DOCUMENT EXTRACT:
***
Heaven’s current location and configuration is not permanent. At the end of this present world, heaven will come down, and heaven and earth will be one (Rev. 21-22). There will not be some Christians in heaven and others on earth in the eternal state, as the (false) Witnesses of Jehovah claim. Heaven will be united to earth in the consummated new heavens and earth. The new creation that began at Christ’s resurrection will be completed. The earth and its present wickedness will die under judgment and then be made new (2Pet. 3). The universe will be delivered from bondage and resurrected (Rom. 8:18-25), just like the saints. If you think the Grand Canyon, the Rocky Mountains, and the Pacific Ocean are impressive now, wait until you see what they look like in their glorified state.
***
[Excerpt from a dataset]
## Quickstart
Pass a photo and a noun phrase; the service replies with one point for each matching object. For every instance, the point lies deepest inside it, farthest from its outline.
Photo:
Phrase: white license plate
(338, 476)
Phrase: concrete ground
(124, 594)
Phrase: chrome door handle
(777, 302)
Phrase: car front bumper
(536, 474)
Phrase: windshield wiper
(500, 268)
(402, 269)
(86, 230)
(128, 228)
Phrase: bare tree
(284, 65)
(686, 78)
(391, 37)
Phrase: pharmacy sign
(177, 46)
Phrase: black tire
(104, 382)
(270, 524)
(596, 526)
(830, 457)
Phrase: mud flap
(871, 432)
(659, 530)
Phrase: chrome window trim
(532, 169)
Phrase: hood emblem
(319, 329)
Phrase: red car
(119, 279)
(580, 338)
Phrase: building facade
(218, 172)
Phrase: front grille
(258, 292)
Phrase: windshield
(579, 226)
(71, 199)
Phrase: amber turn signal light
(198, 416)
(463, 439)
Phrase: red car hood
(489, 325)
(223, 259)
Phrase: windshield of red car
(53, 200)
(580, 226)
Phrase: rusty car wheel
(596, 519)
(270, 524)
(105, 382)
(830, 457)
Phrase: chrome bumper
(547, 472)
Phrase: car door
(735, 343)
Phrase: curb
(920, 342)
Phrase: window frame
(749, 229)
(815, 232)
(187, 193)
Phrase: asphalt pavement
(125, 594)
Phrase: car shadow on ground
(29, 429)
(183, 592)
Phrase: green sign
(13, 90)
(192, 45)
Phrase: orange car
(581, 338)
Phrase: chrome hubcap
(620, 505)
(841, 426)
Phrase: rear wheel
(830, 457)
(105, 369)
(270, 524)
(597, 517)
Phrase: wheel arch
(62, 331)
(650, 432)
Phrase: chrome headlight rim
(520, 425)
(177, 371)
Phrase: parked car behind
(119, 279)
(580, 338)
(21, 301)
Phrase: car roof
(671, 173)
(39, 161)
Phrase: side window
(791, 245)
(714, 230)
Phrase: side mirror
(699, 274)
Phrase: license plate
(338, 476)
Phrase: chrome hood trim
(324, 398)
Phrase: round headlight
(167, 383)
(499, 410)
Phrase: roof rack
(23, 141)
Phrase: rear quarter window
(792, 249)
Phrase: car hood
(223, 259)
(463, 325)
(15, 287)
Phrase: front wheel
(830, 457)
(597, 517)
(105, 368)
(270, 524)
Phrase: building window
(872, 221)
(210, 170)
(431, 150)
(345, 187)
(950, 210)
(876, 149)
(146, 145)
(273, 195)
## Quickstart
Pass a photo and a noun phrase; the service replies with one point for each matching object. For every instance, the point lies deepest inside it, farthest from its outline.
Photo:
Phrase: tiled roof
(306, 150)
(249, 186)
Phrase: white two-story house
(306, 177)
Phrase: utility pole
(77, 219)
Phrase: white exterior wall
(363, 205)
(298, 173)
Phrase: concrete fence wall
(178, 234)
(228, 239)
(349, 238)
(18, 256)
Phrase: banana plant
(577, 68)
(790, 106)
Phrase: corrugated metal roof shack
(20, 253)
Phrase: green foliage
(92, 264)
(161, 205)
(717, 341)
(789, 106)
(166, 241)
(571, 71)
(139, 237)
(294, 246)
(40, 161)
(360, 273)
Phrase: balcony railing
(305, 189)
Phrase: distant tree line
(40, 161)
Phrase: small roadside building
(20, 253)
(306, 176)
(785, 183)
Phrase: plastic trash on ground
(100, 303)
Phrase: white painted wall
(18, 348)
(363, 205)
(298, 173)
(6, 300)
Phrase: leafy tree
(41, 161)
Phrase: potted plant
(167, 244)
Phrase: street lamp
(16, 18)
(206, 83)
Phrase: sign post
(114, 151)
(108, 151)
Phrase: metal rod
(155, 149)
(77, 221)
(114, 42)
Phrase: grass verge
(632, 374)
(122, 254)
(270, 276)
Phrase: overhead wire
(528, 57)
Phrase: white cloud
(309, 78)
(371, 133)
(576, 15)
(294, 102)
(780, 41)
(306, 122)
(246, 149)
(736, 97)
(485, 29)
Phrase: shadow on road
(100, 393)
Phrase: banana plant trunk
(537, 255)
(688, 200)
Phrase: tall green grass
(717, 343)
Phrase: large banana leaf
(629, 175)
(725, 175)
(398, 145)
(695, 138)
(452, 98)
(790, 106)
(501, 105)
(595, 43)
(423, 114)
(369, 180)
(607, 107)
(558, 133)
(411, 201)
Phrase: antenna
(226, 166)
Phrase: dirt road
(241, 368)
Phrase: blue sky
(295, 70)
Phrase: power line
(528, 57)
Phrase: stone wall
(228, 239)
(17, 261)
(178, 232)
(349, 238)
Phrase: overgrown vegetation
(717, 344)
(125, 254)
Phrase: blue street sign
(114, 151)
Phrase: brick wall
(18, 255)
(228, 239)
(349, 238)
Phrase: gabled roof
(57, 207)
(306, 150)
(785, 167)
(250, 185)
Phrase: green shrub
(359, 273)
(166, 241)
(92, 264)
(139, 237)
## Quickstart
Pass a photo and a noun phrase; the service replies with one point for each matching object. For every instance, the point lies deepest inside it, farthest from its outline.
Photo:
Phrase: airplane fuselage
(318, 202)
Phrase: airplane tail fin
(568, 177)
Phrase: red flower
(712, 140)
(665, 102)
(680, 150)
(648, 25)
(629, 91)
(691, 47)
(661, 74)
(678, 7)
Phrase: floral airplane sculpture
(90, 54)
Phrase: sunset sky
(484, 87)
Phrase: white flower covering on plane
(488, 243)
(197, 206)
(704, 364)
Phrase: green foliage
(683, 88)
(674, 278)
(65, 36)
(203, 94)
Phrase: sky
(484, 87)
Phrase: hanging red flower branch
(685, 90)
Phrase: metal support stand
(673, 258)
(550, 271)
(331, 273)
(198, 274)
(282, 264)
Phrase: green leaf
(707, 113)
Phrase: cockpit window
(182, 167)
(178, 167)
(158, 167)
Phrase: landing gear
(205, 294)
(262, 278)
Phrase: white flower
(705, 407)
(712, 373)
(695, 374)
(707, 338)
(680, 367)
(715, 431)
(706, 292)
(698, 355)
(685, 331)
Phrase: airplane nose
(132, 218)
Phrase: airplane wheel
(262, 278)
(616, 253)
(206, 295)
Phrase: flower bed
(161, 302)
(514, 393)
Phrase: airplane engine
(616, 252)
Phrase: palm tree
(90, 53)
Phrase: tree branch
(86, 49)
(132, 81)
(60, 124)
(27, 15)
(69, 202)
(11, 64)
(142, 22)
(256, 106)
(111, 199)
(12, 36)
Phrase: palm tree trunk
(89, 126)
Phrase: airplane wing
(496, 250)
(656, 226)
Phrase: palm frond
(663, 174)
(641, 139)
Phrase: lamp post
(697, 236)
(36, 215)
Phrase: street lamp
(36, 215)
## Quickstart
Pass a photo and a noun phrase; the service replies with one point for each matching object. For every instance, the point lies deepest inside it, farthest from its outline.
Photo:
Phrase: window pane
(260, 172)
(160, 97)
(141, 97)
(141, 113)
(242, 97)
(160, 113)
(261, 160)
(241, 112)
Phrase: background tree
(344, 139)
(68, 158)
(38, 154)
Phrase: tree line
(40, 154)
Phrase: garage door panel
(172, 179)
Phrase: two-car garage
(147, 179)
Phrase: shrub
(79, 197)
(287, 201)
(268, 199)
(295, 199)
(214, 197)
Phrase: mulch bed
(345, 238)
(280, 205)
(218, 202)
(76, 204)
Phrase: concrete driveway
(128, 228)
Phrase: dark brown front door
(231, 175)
***
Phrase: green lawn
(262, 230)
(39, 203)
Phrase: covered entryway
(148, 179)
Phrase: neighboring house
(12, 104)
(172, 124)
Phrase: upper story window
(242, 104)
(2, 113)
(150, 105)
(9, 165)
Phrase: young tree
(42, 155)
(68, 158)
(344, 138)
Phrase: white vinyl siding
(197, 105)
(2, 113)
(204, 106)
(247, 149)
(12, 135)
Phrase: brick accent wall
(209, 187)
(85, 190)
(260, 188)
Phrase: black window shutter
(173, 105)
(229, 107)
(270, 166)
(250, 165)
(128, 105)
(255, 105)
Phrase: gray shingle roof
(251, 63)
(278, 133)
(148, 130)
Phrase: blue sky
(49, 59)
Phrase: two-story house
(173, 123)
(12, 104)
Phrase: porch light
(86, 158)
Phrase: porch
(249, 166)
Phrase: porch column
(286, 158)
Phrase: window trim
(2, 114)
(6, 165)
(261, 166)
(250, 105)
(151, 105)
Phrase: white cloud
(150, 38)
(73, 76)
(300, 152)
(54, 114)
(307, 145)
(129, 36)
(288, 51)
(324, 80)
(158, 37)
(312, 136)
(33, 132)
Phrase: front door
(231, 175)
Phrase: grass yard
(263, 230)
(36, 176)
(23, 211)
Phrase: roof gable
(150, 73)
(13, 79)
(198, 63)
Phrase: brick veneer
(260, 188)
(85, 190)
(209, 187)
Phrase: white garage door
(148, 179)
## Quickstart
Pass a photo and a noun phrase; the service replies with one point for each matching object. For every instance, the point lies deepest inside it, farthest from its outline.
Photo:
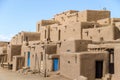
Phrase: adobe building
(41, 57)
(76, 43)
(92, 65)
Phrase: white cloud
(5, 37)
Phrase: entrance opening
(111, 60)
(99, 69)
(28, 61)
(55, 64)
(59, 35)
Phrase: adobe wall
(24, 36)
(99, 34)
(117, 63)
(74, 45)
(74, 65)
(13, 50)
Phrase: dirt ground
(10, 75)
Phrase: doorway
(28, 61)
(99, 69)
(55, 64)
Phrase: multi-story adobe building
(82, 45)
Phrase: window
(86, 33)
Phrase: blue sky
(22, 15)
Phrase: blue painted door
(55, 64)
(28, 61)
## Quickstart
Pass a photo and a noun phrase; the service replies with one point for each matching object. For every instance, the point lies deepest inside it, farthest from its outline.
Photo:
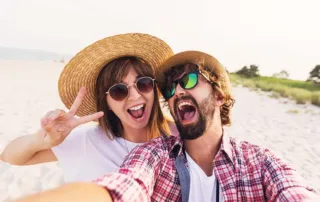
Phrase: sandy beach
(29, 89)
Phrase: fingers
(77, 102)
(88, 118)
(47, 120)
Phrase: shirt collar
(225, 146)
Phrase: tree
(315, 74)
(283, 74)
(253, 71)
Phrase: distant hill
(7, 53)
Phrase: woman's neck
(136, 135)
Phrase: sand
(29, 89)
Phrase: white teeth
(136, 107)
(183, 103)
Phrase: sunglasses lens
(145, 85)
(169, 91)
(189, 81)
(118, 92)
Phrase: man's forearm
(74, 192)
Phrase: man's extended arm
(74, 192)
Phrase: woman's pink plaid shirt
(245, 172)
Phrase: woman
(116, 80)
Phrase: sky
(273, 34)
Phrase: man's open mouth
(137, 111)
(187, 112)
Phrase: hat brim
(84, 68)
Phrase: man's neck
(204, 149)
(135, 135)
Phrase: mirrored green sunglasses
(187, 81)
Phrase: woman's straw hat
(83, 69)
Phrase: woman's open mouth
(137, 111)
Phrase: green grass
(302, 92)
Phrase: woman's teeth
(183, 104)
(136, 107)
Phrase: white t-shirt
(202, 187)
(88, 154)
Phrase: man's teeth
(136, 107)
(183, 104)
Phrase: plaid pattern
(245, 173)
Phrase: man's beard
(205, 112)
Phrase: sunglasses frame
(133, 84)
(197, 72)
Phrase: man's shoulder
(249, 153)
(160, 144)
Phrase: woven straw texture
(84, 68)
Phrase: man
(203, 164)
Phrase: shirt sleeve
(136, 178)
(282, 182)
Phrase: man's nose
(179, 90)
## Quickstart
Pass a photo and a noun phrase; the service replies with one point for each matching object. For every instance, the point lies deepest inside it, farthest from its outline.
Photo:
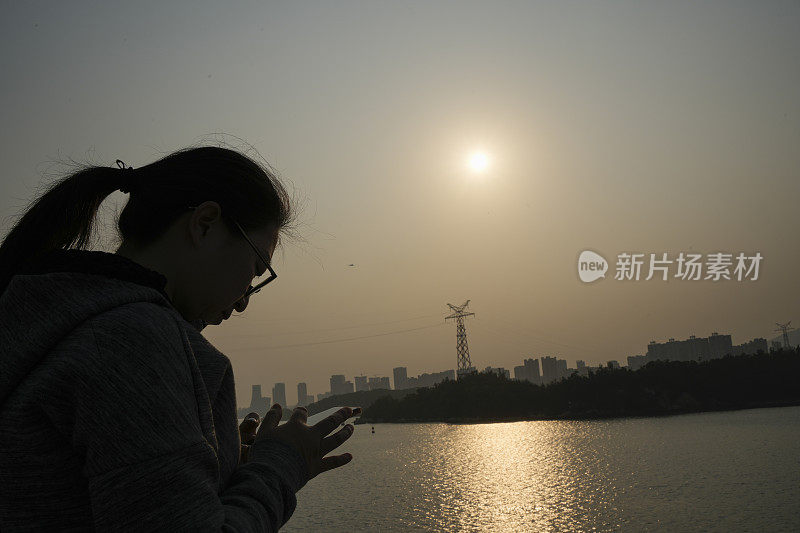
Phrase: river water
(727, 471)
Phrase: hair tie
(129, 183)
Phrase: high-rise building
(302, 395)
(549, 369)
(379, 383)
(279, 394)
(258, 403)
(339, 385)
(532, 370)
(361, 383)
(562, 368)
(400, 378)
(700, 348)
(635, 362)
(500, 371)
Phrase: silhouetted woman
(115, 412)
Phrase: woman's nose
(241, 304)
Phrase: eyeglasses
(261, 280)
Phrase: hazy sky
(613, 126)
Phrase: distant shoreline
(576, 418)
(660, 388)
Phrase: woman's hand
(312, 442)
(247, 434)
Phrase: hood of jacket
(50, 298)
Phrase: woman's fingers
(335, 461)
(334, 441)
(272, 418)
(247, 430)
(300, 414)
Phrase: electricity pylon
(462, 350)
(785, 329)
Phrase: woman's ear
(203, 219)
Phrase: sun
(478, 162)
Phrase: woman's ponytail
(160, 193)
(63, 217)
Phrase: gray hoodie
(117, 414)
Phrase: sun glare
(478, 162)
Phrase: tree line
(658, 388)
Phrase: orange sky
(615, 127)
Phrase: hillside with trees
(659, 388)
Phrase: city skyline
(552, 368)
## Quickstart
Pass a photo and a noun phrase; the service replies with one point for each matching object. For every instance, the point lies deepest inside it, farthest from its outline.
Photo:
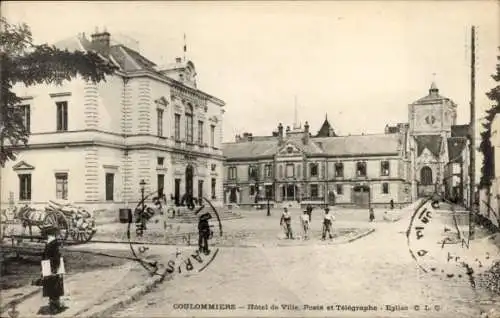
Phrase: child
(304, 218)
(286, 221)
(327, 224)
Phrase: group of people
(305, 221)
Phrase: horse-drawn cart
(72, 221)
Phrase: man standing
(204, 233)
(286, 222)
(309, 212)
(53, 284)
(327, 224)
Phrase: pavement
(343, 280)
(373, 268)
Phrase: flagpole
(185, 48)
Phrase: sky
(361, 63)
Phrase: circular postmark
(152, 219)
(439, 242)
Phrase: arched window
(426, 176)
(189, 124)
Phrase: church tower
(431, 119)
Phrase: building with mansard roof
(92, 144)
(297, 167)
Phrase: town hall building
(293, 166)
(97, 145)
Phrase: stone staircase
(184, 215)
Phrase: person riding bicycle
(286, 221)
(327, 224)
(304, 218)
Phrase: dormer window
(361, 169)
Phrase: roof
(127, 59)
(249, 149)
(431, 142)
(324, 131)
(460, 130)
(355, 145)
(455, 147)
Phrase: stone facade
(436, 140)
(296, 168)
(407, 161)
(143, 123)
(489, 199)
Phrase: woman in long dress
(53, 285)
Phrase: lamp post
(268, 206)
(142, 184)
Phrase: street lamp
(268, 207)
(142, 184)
***
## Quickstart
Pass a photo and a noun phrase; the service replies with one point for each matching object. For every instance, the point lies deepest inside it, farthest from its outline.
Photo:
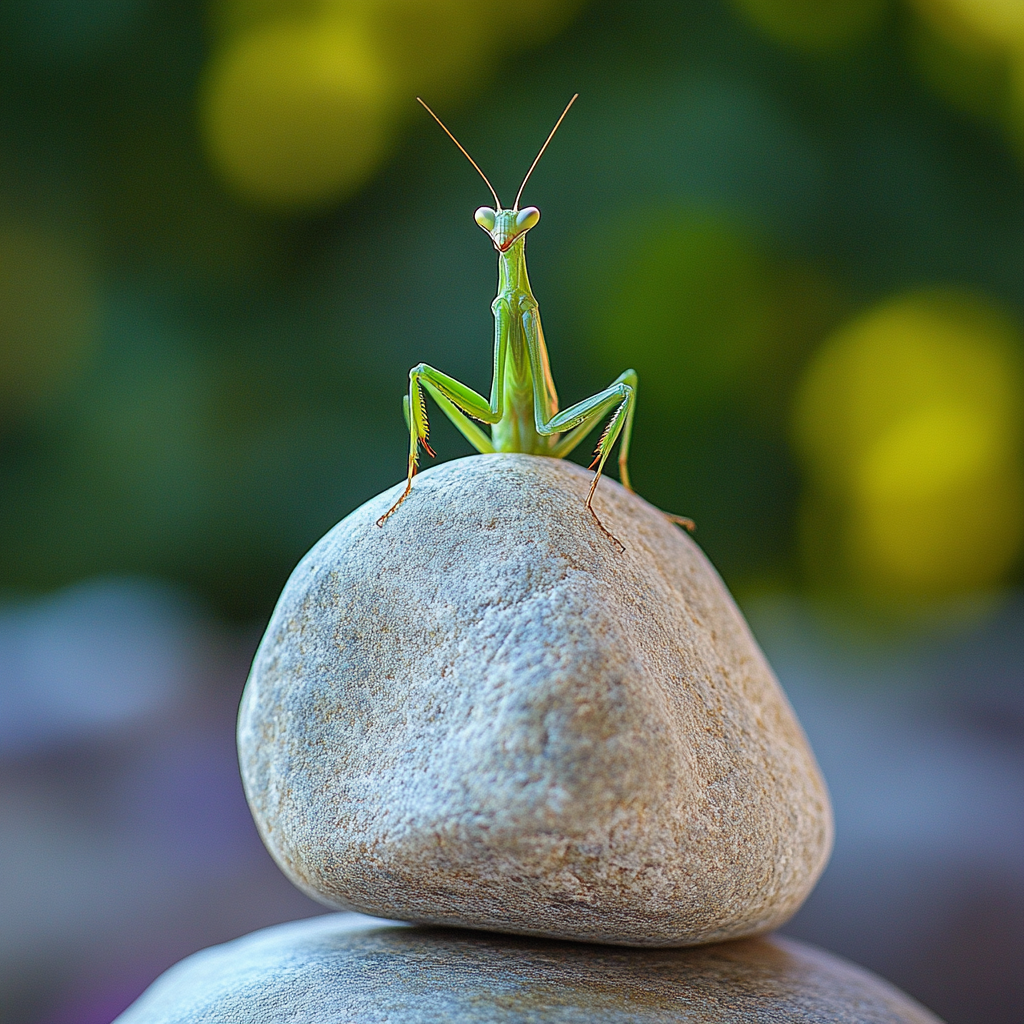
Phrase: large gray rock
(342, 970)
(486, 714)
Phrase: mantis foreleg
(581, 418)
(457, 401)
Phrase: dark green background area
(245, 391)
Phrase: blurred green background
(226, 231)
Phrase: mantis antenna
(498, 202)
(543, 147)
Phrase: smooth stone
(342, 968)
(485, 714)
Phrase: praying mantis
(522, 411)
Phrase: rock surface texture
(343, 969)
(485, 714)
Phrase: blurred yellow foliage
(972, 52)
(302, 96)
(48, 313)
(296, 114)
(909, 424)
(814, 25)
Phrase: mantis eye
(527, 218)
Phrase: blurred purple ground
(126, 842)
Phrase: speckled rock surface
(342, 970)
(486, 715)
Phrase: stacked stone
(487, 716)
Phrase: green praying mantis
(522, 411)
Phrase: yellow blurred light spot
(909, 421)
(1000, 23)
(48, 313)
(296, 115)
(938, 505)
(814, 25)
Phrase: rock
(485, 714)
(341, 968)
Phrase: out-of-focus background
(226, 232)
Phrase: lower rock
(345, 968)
***
GIVEN INSTRUCTION 1:
In the passage about heaven, what will happen to the earth and its present wickedness?
GIVEN INSTRUCTION 2:
Copy everything in the passage about heaven from "Heaven’s current location" down to "their glorified state.".
GIVEN INSTRUCTION 3:
List every natural landmark named in the passage about heaven.

EXERCISE ANSWER 1:
They will die under judgment and then be made new.

EXERCISE ANSWER 2:
Heaven’s current location and configuration is not permanent. At the end of this present world, heaven will come down, and heaven and earth will be one (Rev. 21-22). There will not be some Christians in heaven and others on earth in the eternal state, as the (false) Witnesses of Jehovah claim. Heaven will be united to earth in the consummated new heavens and earth. The new creation that began at Christ’s resurrection will be completed. The earth and its present wickedness will die under judgment and then be made new (2Pet. 3). The universe will be delivered from bondage and resurrected (Rom. 8:18-25), just like the saints. If you think the Grand Canyon, the Rocky Mountains, and the Pacific Ocean are impressive now, wait until you see what they look like in their glorified state.

EXERCISE ANSWER 3:
The Grand Canyon, the Rocky Mountains, the Pacific Ocean